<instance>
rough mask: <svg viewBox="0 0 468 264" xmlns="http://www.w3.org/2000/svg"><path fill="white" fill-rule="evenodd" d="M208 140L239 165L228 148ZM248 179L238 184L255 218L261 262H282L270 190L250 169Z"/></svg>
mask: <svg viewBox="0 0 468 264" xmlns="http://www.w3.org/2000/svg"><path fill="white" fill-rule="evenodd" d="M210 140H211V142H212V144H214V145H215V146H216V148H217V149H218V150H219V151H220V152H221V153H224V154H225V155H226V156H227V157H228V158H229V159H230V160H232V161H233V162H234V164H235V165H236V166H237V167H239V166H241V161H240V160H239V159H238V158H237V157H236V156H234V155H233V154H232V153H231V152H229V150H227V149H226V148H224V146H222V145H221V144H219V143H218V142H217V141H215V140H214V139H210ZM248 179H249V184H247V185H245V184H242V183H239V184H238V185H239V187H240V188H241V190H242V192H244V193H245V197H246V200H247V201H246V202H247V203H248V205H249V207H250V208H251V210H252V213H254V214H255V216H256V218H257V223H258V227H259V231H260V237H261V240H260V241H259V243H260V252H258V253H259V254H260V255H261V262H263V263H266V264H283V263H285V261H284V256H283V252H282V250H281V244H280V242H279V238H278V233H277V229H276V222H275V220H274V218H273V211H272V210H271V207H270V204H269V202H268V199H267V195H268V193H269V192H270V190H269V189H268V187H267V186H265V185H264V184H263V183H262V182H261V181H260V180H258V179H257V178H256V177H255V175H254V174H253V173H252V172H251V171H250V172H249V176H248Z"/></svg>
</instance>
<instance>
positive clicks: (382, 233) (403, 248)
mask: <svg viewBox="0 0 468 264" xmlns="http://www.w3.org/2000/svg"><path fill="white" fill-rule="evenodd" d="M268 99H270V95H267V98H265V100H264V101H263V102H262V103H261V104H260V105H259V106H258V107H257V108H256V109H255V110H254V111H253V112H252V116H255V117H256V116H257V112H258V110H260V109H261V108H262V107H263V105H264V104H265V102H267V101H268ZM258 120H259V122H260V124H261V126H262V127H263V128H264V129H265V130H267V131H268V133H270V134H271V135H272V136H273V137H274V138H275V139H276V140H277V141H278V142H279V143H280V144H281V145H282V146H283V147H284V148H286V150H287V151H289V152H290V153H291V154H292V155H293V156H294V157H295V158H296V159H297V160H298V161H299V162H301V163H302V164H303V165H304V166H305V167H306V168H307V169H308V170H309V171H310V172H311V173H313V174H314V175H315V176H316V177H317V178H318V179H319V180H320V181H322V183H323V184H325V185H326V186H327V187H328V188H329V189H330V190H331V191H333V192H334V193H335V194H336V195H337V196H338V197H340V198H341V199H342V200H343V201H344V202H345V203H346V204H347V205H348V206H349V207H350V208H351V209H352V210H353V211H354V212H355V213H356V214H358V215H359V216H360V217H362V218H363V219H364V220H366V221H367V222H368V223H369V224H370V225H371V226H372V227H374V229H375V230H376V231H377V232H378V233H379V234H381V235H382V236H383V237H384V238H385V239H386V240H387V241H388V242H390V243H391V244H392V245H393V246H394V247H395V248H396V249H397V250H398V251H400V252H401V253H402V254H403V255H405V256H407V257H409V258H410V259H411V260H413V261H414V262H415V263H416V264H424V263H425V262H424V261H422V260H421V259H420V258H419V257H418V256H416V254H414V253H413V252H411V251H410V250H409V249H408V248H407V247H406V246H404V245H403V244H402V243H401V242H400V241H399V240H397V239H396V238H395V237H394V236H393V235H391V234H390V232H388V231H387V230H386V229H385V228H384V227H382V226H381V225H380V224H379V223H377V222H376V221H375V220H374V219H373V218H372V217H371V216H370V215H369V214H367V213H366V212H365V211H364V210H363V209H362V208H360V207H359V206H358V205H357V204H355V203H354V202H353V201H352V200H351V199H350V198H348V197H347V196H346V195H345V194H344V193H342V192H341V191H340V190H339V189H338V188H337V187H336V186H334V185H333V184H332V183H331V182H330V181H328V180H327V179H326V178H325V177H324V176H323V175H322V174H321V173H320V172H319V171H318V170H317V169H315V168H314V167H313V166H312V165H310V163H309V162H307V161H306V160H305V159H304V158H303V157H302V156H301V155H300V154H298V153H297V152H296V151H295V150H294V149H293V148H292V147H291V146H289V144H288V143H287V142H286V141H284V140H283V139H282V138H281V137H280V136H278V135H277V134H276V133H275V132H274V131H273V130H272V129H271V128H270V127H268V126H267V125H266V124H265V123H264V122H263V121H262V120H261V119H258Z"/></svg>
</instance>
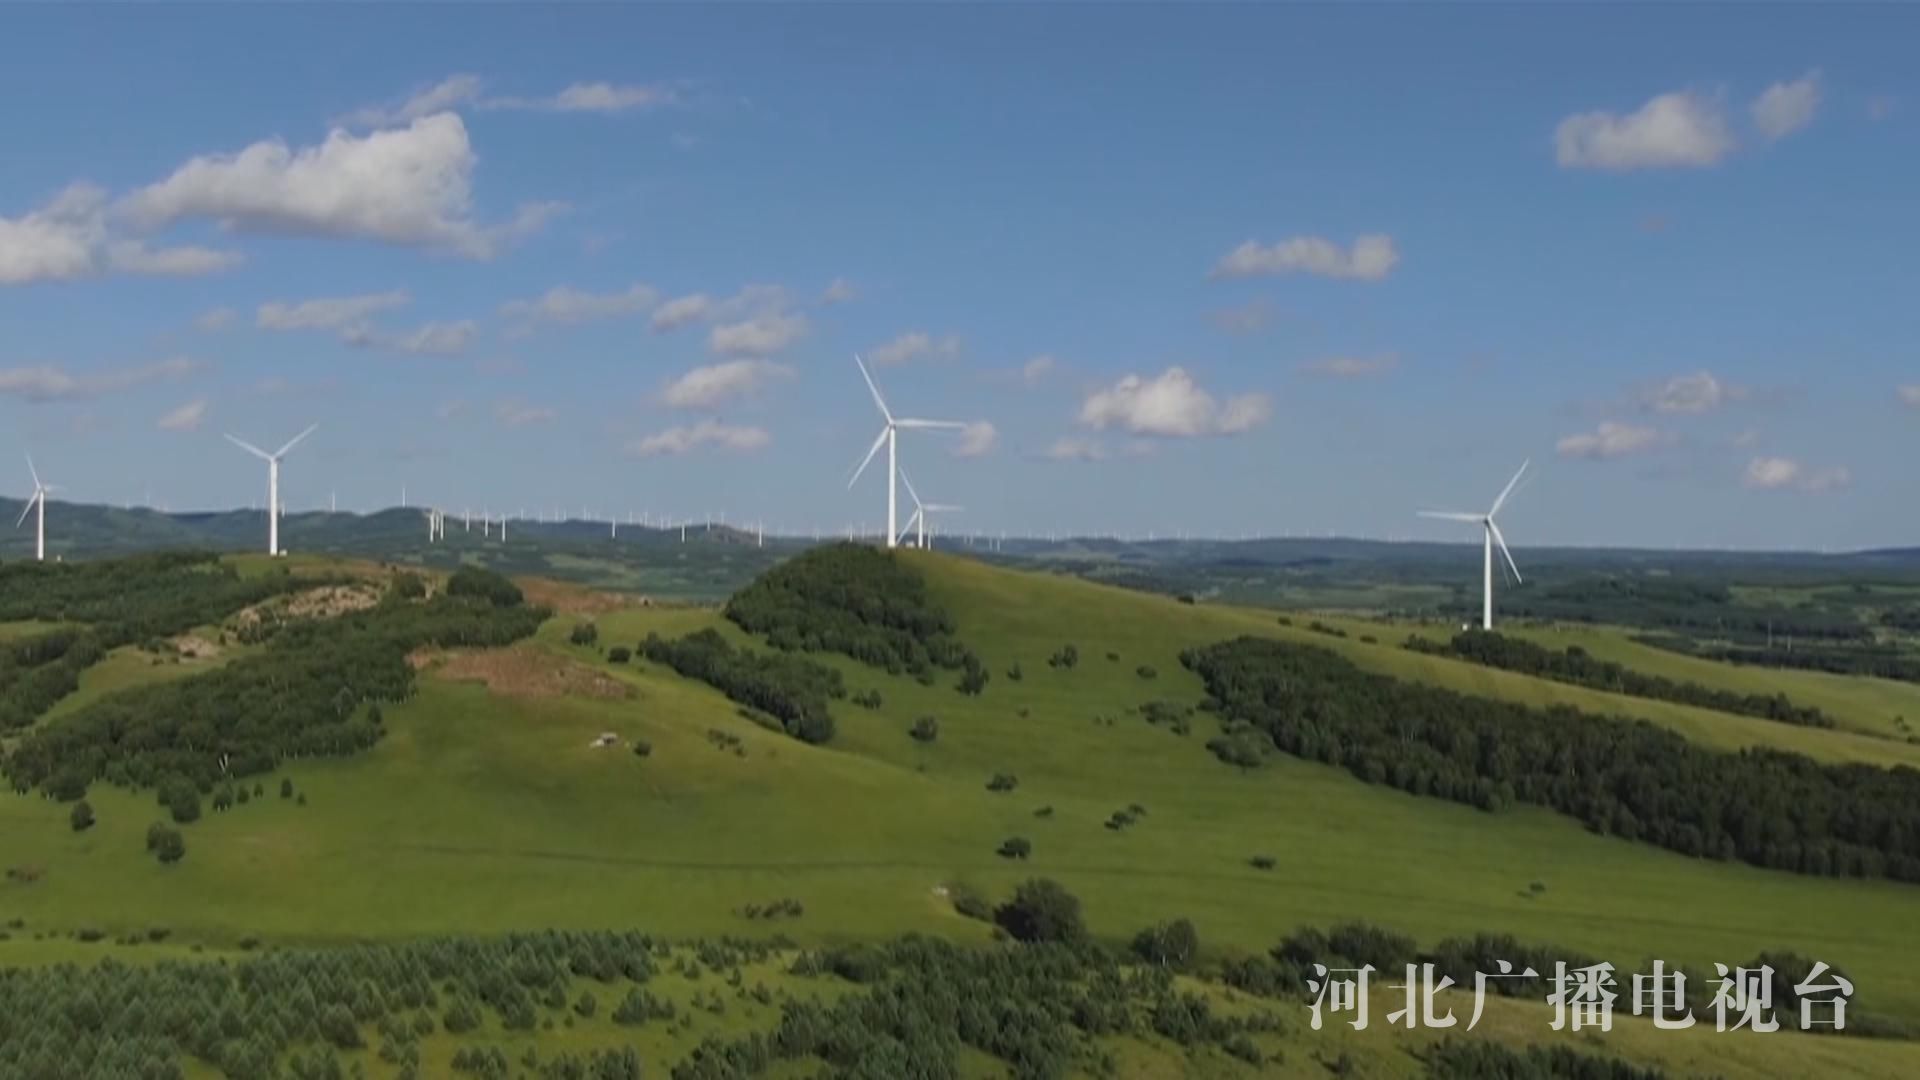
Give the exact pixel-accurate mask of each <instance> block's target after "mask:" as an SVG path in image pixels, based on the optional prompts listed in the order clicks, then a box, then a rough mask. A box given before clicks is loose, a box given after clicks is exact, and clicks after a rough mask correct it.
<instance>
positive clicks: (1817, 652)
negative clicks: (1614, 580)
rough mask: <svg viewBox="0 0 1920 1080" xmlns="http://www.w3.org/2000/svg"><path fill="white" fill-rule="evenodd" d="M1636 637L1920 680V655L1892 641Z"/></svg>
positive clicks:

────────────────────────────────────────

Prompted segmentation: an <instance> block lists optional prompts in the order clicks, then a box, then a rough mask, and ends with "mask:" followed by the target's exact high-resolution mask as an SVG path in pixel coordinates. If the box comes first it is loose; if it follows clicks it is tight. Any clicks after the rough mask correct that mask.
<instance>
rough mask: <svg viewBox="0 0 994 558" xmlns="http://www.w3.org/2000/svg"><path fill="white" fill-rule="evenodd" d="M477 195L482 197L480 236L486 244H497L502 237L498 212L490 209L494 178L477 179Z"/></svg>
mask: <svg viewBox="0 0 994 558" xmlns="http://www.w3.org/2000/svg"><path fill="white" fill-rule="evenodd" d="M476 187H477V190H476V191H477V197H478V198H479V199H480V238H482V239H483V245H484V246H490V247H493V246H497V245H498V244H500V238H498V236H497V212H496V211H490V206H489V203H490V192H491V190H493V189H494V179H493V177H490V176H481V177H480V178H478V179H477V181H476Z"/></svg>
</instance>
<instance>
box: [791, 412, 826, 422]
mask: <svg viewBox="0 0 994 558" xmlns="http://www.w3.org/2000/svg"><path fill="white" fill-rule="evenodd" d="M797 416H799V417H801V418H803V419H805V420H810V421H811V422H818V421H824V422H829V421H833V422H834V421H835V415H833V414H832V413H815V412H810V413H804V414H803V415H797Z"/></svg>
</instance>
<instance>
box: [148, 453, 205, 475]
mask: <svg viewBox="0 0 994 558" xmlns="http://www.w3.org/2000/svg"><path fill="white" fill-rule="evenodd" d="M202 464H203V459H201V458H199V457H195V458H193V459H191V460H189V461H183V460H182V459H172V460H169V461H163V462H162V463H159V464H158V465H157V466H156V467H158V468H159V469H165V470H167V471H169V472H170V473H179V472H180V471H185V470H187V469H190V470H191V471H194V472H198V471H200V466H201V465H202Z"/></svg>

────────────────────────────────────────

Show each line from the rows above that contains the string "positive".

positive clicks: (382, 233) (403, 248)
positive clicks: (1817, 652)
positive clicks:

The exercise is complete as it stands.